REQUIRED ACTION:
Leaving every picture out, repeat all of the entries below exactly.

__________

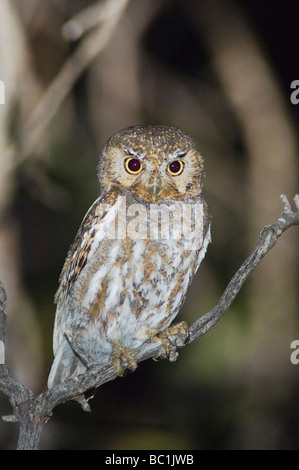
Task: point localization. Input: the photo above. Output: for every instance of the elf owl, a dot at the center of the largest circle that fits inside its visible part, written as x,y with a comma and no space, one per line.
128,271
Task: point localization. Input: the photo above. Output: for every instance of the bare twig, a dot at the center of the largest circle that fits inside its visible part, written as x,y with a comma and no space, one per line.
31,411
63,83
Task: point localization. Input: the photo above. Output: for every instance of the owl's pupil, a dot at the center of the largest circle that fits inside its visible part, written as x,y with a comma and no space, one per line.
134,165
175,167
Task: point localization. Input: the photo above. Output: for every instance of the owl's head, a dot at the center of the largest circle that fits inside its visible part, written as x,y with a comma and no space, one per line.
152,163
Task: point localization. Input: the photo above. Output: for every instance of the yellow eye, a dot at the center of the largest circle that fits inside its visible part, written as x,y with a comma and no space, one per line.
133,166
175,168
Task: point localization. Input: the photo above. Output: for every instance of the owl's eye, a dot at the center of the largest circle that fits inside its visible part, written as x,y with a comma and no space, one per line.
133,166
175,168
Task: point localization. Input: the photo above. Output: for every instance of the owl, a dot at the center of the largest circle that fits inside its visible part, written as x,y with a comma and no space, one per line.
128,270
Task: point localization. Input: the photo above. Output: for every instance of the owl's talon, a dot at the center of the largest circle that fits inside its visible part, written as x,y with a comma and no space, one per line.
173,337
123,359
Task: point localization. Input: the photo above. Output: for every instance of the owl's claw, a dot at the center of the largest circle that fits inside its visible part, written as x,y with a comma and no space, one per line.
173,337
123,359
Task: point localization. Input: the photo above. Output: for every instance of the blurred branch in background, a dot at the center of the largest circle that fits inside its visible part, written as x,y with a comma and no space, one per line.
24,346
109,14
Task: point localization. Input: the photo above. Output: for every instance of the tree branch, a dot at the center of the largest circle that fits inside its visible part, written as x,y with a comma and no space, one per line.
32,411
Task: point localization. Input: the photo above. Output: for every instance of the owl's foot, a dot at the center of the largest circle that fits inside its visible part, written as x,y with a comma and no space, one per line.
173,337
123,359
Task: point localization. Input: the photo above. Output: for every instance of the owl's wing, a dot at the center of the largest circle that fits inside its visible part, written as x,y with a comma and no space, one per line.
79,252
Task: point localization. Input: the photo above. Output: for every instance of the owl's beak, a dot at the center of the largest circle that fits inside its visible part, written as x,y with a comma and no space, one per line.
154,186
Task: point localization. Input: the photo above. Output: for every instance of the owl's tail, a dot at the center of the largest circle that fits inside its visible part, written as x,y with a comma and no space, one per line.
65,365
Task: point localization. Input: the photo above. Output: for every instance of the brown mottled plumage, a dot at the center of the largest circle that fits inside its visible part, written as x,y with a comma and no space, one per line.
128,271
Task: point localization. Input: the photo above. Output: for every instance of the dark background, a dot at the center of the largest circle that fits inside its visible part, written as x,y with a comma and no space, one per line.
221,71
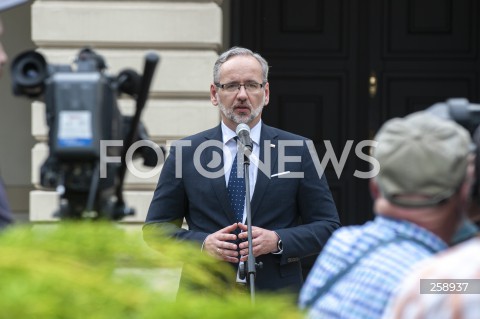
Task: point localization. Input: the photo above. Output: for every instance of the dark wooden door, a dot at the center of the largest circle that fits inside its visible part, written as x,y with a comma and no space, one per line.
340,68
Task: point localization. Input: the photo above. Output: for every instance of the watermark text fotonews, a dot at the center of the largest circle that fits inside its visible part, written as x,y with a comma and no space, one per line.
215,149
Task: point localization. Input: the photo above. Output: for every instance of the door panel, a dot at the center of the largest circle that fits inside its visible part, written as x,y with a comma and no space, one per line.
324,53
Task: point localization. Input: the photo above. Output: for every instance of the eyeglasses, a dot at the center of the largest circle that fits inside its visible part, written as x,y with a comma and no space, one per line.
250,87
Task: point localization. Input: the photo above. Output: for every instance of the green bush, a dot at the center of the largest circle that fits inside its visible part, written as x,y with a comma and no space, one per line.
101,270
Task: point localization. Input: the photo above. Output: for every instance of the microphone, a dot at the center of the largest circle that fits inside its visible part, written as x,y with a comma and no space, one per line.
243,133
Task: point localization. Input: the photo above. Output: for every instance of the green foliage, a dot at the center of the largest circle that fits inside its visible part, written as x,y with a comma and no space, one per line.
103,270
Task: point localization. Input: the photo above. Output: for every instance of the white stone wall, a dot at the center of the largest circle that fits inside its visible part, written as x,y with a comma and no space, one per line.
186,35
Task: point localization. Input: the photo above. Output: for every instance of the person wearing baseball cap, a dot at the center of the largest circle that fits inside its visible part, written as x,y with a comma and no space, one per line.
5,213
420,195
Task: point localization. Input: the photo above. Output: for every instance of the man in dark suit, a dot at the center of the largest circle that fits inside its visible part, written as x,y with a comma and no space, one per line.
293,213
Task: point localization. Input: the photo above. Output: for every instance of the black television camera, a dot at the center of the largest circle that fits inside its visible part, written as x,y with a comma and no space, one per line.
82,111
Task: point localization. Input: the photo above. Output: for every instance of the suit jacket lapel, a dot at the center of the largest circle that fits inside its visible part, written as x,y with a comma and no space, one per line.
218,183
261,185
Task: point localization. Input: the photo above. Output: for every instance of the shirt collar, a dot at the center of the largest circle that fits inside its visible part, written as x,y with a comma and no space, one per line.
228,134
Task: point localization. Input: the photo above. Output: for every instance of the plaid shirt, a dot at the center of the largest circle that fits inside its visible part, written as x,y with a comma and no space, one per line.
364,290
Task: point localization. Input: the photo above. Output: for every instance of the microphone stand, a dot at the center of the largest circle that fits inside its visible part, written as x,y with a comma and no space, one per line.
251,264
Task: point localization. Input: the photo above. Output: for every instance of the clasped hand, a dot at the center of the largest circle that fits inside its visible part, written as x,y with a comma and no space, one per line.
220,244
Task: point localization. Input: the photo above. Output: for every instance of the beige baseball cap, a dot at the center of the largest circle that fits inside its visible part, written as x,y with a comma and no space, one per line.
423,159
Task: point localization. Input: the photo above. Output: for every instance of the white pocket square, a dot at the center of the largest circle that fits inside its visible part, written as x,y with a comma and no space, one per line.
280,174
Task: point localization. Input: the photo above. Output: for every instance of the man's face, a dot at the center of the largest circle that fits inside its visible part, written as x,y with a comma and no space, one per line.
3,54
242,105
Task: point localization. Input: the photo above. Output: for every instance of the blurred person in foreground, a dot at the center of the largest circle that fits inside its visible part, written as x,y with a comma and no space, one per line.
420,196
292,215
6,217
450,287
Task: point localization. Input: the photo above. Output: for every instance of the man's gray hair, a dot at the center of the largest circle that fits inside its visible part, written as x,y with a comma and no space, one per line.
235,51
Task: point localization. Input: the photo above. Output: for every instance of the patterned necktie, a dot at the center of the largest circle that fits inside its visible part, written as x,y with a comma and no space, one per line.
236,191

__________

ANSWER TO THIS EXERCISE:
Task: point localization. Input: the photo above. Output: for every instance of the elf owl, a dot at the center of the largest circle that fits inside its visible part, written as x,y with a comma and no space, one per line.
128,271
Task: point localization. Input: the photo above. Output: for every instance of the bare twig, a dot at the center of the largest circle that fits inside its visible part, written as x,y with a comma and no space, one per line.
31,411
63,83
Task: point localization. Input: the photo above. Output: for every instance of the owl's pupil, a dot at the center of the largest circle that fits inside its visible part, written as x,y with a comma and no space, one per line.
134,165
175,167
Task: point localization. Input: the photo above. Output: for every instance of the owl's head, a dot at the center of the largest circle that fits inside its visible part, written as x,y with a comma and no space, one per line.
152,163
Task: point localization. Input: the photo above. Output: for every instance of the yellow eye, a dot at the center of the largest circle that fits inside its visible part, written as x,y with a comma and no space, one per line.
133,166
175,168
Task: point localization. Input: the photo above. Output: for every instance of the owl's eye, a dot at the center of the largest circle that fits inside its visible part, written as x,y with a comma and no space, one per line.
133,166
175,168
Task: point localization. Input: the photo above. Output: for every instance of the owl, a dot at the center of the largest circle that fits inside its visible part, written as x,y with a comma and no space, one per line.
128,270
Task: point localization. Input: the photo above. Output: for every instance of the owl's talon, a dot at the center of the largest circle that fits inside its visible part, written as x,y with a comma and no space, one per line.
173,337
123,359
Task: point localization. Input: the photo above. Output: for every instance of the owl's claw, a dot at the center of the largest circle that fits inside its visible part, written as x,y with a comma and no space, one per line.
173,337
123,359
Task: point localization. Input: the photo above. Output: for every instance of the blurred branch in background, a dot at the center of the largest circle that fits inside its visible part, written as x,y with a comma and no space, one per line.
24,346
109,14
Task: point localization. Input: the photo above. Output: for every instance of the tree branch, a dot at the center of the largest circle that fits inside its visible part, written as x,y with a comma and no space, one per line.
32,411
Task: point localization. Input: the photo above. Output: for every instance of the owl's foot, a dot at the center of the largest circle that fits inside its visible part, written as x,y with a comma and no space, one per line.
173,337
123,359
Task: point localization. Input: the photo above. Output: for every instance of the owl's wing, a dot at the center of the largest circle that fits inside its visible part, written as x,y with a comma and no space, one per line.
79,252
Task: point localization. Input: the photo above. Output: for every instance of the owl's beak, a dot at the center of the largest circle that fits inside its visible part, written as x,y with a comma and no space, one per line.
154,186
Task: point localization. Input: the photo above. Output: for every instance of the owl's tail, a dot at the center of the largest circle that fits inside its visible part, written as x,y with a comma and no space, one per line.
65,365
Task: point localization. Input: the photo above. Output: for every instance of the brown mottled plumage, a dot at the center of the largest circle that fits inside its visible part, written as x,y with a comma and no space, one per line.
128,271
Task: point localization. Input: the photo above. Output: for every instance of the dark background, a dot at the center of the largest circle that fits inside its visible part, written as x,y with a comma and no space, one per line.
221,71
Task: point localization. Input: the photo above. Output: for every instance of the dark wooden door, a dot at the center of the largest circle that fits inside its visible part, written as x,y with a comma and no space, one per line.
340,68
Task: point localization. Input: the photo above. Output: for every instance of the watermark text fotonews, a dot at the center of the largest circle that fits inside its visible part, written as x,y with a comma and no space, one per line.
215,149
Task: point localization. Input: the photo above. Output: for every instance of the door panel, a dot at the center of the largest circle that fits inside its visible part, written as x,y with a comma and no space, one per line.
324,53
Task: point localization. Input: the photo above. Output: for every instance of the eyeglasses, a dot at the center of the largest circle that fits inside its visible part, written as x,y with a comma and no space, one per line.
250,87
Task: point localization. Input: the photo above. Output: for every instance of the green bush, a dot at the center of the largest circle that fits inside its visible part, written as x,y with a comma and no space, one per line.
101,270
Task: point localization. Input: the photo above. Output: for every instance of the microphone, a dot at the center of the largest circle that fits inside its visible part, written as x,y with a comma and no space, one per line.
243,133
Task: point localization. Input: the photo above. Output: for every instance of the green foliage, a dot at the center of the largest circle that fits inside its visible part, written as x,y with a comma and no space, one per line.
103,270
Task: point localization. Input: the photo above. Output: for every instance of the white stone wall, a dot at the center of the largest circle that fits inside its visible part, written as x,y with a comma and no space, one per line.
186,35
Task: point localization. Input: the photo above. Output: for every instance of the person wearing baseball cap, a dot at the center of the largest circle that fits inside its visible part, written as x,y with a comma and no space, one per line.
5,213
420,195
Task: point localization. Input: the photo above. Output: for every instance of the man in dark suit, a dot at the center of the largest circle that fits inside its visible part, written as x,y with a comma and no space, one per line.
293,213
Task: point localization. Input: the photo above. Output: for every instance of the black television camera, a dot at the center of the largest circle that fits inside its visible part, written as x,y with a comma and no space, one per line.
82,111
Task: point localization. Input: the photo above. Output: for every instance of the suit jacket lapel, a dot at the center of the largest circle that fits inside its visible part, written as x,y with a comma and no space, one per line.
218,183
261,185
Task: point localization. Input: the photo above. Output: for every instance of the shirt collar, a dot at the center of the largest circle that fits inside its visible part, written as x,y with a comma and no space, one per line.
228,134
Task: point localization. Input: the photo above. Output: for every instance of the plaid shirt, a dot at the center of the largest circle that fits inside its visible part, written as x,y with a comma and no space, one per line.
364,290
Task: point localization. Input: the photo above. Output: for every instance of the microphone stand, a dot at the center of the largest circle that fits inside its visible part, written as x,y with a comma and no space, one per line.
251,264
Task: point localization. Input: the photo above. Output: for every instance of the clasped hand, a dot at the center of the largest circle that fits inside its visible part, written as x,y with a comma and no space, one per line.
220,244
Task: point localization. Input: the photo above. Output: for every instance of the beige baseball cap, a dot at the center of the largest circle that fits inside its visible part, written as x,y with a comma and no space, one per line.
423,159
Task: point localization. Input: the photo above. Output: for every instance of the white pocket square, a dot at the center of the largest circle that fits inside its visible part, written as x,y with a comma and no space, one per line.
280,174
Task: point localization. Input: the photo above. Output: for every instance of the man's face, a dot at the center of the largest circle that fits inside its visible part, written as x,y with a comma and no space, one per line.
3,54
242,105
Task: point localization. Input: the photo above. Output: for every instance of the blurred person in foreground, a dot at the center of the largest circle that fits inside its visible part, written as x,y with a comma and no space, one per line.
420,196
292,215
6,217
450,287
Task: point localization. Input: the photo above. Output: for every instance of the man's gray hair, a dot at the center of the largest circle that fits inside its visible part, written as x,y with a comma and no space, one per line.
235,51
Task: point localization. Input: the photo above. Output: for every instance of the patterned necktie, a dot at the center of the largest circle that fits inside its visible part, written as x,y with a comma and no space, one per line.
236,191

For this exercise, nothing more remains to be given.